→ Records from a collection:
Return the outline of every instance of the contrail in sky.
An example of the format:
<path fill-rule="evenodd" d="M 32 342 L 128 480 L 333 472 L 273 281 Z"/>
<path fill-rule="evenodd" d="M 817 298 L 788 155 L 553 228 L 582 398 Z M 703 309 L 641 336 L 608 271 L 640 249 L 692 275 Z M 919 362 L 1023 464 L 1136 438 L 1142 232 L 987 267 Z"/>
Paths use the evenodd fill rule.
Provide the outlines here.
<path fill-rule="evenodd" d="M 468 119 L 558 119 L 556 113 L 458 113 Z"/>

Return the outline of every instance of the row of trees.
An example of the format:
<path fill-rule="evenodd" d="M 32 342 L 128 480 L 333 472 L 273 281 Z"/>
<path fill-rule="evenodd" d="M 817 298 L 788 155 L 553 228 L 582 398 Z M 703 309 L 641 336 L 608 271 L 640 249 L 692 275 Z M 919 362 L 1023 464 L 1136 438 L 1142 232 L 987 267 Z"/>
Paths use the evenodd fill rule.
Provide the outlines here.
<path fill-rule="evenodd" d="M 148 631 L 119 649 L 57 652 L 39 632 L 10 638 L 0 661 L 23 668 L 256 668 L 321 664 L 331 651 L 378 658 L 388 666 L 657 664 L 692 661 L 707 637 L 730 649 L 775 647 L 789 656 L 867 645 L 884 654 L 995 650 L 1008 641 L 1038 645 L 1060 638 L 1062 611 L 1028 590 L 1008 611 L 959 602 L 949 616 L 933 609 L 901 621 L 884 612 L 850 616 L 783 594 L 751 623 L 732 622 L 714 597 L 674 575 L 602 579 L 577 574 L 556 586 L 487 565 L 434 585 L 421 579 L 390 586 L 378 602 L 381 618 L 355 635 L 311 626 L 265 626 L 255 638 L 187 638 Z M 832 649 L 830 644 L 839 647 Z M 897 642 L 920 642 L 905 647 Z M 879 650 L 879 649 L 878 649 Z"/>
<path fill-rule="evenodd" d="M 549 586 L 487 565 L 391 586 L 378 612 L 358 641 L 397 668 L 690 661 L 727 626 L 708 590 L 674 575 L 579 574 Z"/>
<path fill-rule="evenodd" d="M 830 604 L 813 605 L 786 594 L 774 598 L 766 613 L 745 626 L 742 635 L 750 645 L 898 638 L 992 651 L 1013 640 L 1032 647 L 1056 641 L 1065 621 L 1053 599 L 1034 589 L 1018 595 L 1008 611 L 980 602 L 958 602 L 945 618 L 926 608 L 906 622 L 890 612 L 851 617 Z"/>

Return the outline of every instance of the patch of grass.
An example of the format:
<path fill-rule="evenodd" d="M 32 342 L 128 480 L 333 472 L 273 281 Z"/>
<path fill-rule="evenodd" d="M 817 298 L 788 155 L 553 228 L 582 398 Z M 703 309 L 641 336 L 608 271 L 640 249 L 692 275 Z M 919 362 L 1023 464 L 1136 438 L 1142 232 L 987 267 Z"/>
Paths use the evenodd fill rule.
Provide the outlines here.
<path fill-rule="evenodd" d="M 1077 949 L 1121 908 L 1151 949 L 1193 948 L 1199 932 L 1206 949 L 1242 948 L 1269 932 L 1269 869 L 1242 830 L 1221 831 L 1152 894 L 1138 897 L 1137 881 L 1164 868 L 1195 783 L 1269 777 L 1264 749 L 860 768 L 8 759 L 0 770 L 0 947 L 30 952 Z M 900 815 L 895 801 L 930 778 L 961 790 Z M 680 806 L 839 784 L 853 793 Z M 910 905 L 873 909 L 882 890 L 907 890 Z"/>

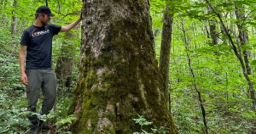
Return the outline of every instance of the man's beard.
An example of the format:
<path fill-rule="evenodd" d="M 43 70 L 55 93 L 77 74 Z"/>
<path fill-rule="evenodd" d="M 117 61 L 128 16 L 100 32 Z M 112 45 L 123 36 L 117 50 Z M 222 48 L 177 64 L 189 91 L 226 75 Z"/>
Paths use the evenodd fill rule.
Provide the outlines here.
<path fill-rule="evenodd" d="M 43 22 L 43 21 L 41 21 L 41 23 L 42 23 L 42 25 L 43 25 L 44 26 L 45 26 L 45 25 L 48 25 L 49 22 Z"/>

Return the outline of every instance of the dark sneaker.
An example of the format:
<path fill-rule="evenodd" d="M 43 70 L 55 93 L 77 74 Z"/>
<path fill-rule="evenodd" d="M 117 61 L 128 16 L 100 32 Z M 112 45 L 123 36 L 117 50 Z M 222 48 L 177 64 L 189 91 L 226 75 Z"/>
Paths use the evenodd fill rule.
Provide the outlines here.
<path fill-rule="evenodd" d="M 50 126 L 47 125 L 45 122 L 44 122 L 43 120 L 40 120 L 38 130 L 48 131 L 50 130 Z"/>

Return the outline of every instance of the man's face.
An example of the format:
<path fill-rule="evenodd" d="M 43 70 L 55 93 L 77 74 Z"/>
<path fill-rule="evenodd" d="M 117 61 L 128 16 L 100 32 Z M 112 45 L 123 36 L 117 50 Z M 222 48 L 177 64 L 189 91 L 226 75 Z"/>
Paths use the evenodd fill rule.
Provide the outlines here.
<path fill-rule="evenodd" d="M 41 15 L 42 15 L 40 18 L 41 23 L 43 24 L 43 25 L 47 25 L 49 21 L 50 20 L 49 15 L 46 14 L 42 14 Z"/>

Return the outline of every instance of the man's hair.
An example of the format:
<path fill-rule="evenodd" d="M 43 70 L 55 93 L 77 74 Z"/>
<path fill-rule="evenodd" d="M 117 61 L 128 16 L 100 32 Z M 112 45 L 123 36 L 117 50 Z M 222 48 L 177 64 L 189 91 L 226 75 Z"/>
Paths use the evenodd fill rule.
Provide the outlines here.
<path fill-rule="evenodd" d="M 40 14 L 48 14 L 49 16 L 54 16 L 54 14 L 51 13 L 50 9 L 46 6 L 41 6 L 37 9 L 36 14 L 35 14 L 35 19 L 38 18 Z"/>

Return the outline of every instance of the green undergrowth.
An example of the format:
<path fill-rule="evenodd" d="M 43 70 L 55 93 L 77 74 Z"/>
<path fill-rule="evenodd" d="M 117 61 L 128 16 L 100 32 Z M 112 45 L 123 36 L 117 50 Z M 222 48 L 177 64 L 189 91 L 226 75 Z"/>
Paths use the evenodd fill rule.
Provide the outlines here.
<path fill-rule="evenodd" d="M 1 89 L 0 91 L 0 133 L 26 133 L 29 131 L 30 114 L 26 110 L 26 93 L 23 90 Z M 42 98 L 40 98 L 42 100 Z M 52 131 L 56 133 L 71 133 L 69 125 L 76 120 L 73 114 L 67 115 L 70 97 L 57 98 L 57 105 L 48 115 L 42 115 L 41 120 L 47 121 Z M 38 112 L 42 101 L 38 103 Z"/>

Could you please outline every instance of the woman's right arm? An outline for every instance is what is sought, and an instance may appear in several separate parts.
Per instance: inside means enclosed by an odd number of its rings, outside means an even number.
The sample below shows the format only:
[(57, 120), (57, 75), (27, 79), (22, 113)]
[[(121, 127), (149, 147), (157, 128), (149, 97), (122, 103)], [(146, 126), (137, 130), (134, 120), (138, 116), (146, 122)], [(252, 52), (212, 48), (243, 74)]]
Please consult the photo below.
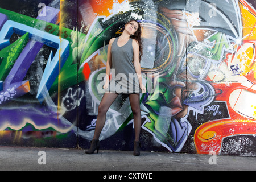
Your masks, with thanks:
[(111, 57), (111, 46), (115, 38), (112, 38), (109, 40), (109, 46), (108, 47), (108, 55), (107, 61), (106, 64), (106, 81), (105, 82), (103, 88), (106, 89), (109, 87), (109, 78), (110, 75), (110, 68), (112, 65), (112, 57)]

→ Description of the task:
Give these lines again word for word, from the first to the last, but drop the pictures from your answer.

→ Correct output:
Return the outline of every instance of the contrail in sky.
An example of the format:
<path fill-rule="evenodd" d="M 32 342 L 128 480 L 333 472 L 273 281 Z"/>
<path fill-rule="evenodd" d="M 817 298 L 788 155 L 553 228 L 582 398 Z M 703 309 L 641 336 L 608 271 L 640 249 L 692 275 Z M 919 362 L 1023 464 L 1136 438 L 1142 232 L 987 267 Z"/>
Paths use the evenodd fill rule.
Provide the outlines here.
<path fill-rule="evenodd" d="M 468 119 L 558 119 L 556 113 L 458 113 Z"/>

Return the outline of every instance of the row of trees.
An example of the format:
<path fill-rule="evenodd" d="M 32 342 L 128 480 L 333 472 L 273 281 Z"/>
<path fill-rule="evenodd" d="M 817 298 L 788 155 L 553 228 L 582 398 Z M 703 309 L 641 336 L 608 271 L 640 249 L 692 275 Z M 919 362 L 1023 464 L 1136 438 L 1142 232 L 987 267 Z"/>
Paths use the evenodd fill rule.
Provide the outlines here.
<path fill-rule="evenodd" d="M 148 631 L 119 649 L 57 652 L 39 632 L 10 638 L 0 661 L 23 668 L 256 668 L 321 664 L 331 651 L 378 658 L 388 666 L 657 664 L 692 661 L 707 637 L 730 649 L 775 647 L 789 656 L 867 645 L 884 654 L 995 650 L 1008 641 L 1038 645 L 1060 638 L 1062 611 L 1028 590 L 1008 611 L 959 602 L 949 616 L 933 609 L 901 621 L 884 612 L 850 616 L 783 594 L 751 623 L 732 622 L 714 597 L 674 575 L 602 579 L 577 574 L 556 586 L 487 565 L 434 585 L 421 579 L 390 586 L 378 602 L 381 618 L 355 635 L 311 626 L 265 626 L 255 638 L 187 638 Z M 832 649 L 830 644 L 839 647 Z M 897 642 L 920 642 L 905 647 Z M 879 650 L 879 649 L 878 649 Z"/>
<path fill-rule="evenodd" d="M 549 586 L 487 565 L 391 586 L 378 612 L 358 641 L 397 668 L 690 661 L 727 626 L 708 590 L 674 575 L 579 574 Z"/>
<path fill-rule="evenodd" d="M 830 604 L 813 605 L 786 594 L 774 598 L 766 613 L 745 626 L 742 635 L 750 645 L 898 638 L 992 651 L 1013 640 L 1032 647 L 1056 641 L 1065 621 L 1053 599 L 1034 589 L 1018 595 L 1008 611 L 980 602 L 958 602 L 945 618 L 926 608 L 906 622 L 890 612 L 851 617 Z"/>

Return the outline of every instance of the patch of grass.
An example of the format:
<path fill-rule="evenodd" d="M 32 342 L 128 480 L 333 472 L 273 281 Z"/>
<path fill-rule="evenodd" d="M 817 298 L 788 155 L 553 228 L 582 398 Z M 703 309 L 641 336 L 608 271 L 640 249 L 692 275 Z M 919 362 L 1023 464 L 1136 438 L 1142 232 L 987 267 Z"/>
Paths use the evenodd fill rule.
Provide the outlines here.
<path fill-rule="evenodd" d="M 1077 949 L 1121 908 L 1151 949 L 1193 948 L 1199 932 L 1206 949 L 1242 948 L 1269 932 L 1269 869 L 1242 830 L 1221 831 L 1152 894 L 1138 897 L 1137 881 L 1164 868 L 1195 783 L 1269 777 L 1264 749 L 860 768 L 8 759 L 0 770 L 0 947 L 30 952 Z M 900 815 L 895 801 L 930 778 L 961 790 Z M 680 806 L 839 784 L 853 793 Z M 910 905 L 873 909 L 882 890 L 907 890 Z"/>

Return the outline of every instance of the man's beard.
An example of the format:
<path fill-rule="evenodd" d="M 43 70 L 55 93 L 77 74 Z"/>
<path fill-rule="evenodd" d="M 117 61 L 128 16 L 100 32 Z M 112 45 L 123 36 L 117 50 Z M 222 48 L 177 64 L 189 91 L 226 75 Z"/>
Paths use the evenodd fill rule.
Provide the outlines here.
<path fill-rule="evenodd" d="M 43 22 L 43 21 L 41 21 L 41 23 L 42 23 L 42 25 L 43 25 L 44 26 L 45 26 L 45 25 L 48 25 L 49 22 Z"/>

Return the outline of every instance of the dark sneaker.
An example of the format:
<path fill-rule="evenodd" d="M 43 70 L 55 93 L 77 74 Z"/>
<path fill-rule="evenodd" d="M 117 61 L 128 16 L 100 32 Z M 112 45 L 123 36 L 117 50 Z M 222 48 L 177 64 L 189 91 L 226 75 Z"/>
Paths use the evenodd fill rule.
Provide the outlines here.
<path fill-rule="evenodd" d="M 50 126 L 47 125 L 45 122 L 44 122 L 43 120 L 40 120 L 38 130 L 48 131 L 50 130 Z"/>

Return the outline of every instance of the man's face.
An example of the format:
<path fill-rule="evenodd" d="M 43 70 L 55 93 L 77 74 Z"/>
<path fill-rule="evenodd" d="M 117 61 L 128 16 L 100 32 Z M 112 45 L 123 36 L 117 50 Z M 222 48 L 177 64 L 189 91 L 226 75 Z"/>
Paths use the evenodd fill rule.
Provide the outlines here.
<path fill-rule="evenodd" d="M 41 15 L 42 15 L 40 18 L 41 23 L 43 24 L 43 25 L 47 25 L 49 21 L 50 20 L 49 15 L 46 14 L 42 14 Z"/>

Return the outline of every instance of the man's hair.
An example of the format:
<path fill-rule="evenodd" d="M 43 70 L 55 93 L 77 74 Z"/>
<path fill-rule="evenodd" d="M 117 61 L 128 16 L 100 32 Z M 112 45 L 123 36 L 117 50 Z M 222 48 L 177 64 L 189 91 L 226 75 Z"/>
Paths use the evenodd fill rule.
Provide the outlines here.
<path fill-rule="evenodd" d="M 40 14 L 48 14 L 49 16 L 54 16 L 54 14 L 51 13 L 50 9 L 46 6 L 41 6 L 37 9 L 36 14 L 35 14 L 35 19 L 38 18 Z"/>

Return the outline of every instance of the green undergrowth.
An example of the format:
<path fill-rule="evenodd" d="M 43 70 L 55 93 L 77 74 Z"/>
<path fill-rule="evenodd" d="M 117 61 L 128 16 L 100 32 Z M 112 45 L 123 36 L 117 50 Z M 222 48 L 177 64 L 189 91 L 226 75 Z"/>
Paths use the evenodd fill rule.
Provide the outlines here.
<path fill-rule="evenodd" d="M 1 89 L 0 91 L 0 133 L 26 133 L 29 131 L 30 114 L 26 110 L 26 93 L 23 90 Z M 42 98 L 40 98 L 42 100 Z M 52 131 L 56 133 L 71 133 L 69 125 L 76 120 L 73 114 L 67 115 L 70 97 L 57 98 L 57 105 L 48 115 L 42 115 L 41 120 L 47 121 Z M 38 112 L 42 101 L 38 103 Z"/>

Could you please outline every instance of the woman's right arm? An outline for every instance is what is sought, and an instance may appear in several separate parts.
Per instance: inside means enclosed by an odd number of its rings, outside means an even number.
The sample below shows the format only:
[(57, 120), (57, 75), (27, 79), (22, 113)]
[[(121, 127), (149, 147), (157, 128), (149, 97), (122, 103)], [(146, 126), (137, 130), (134, 120), (138, 116), (146, 122)], [(252, 52), (212, 48), (243, 74)]]
Please consult the photo below.
Your masks, with thanks:
[(111, 57), (111, 46), (115, 38), (112, 38), (109, 40), (109, 46), (108, 47), (108, 55), (107, 61), (106, 64), (106, 81), (105, 82), (103, 88), (106, 89), (109, 87), (109, 78), (110, 75), (110, 68), (112, 65), (112, 57)]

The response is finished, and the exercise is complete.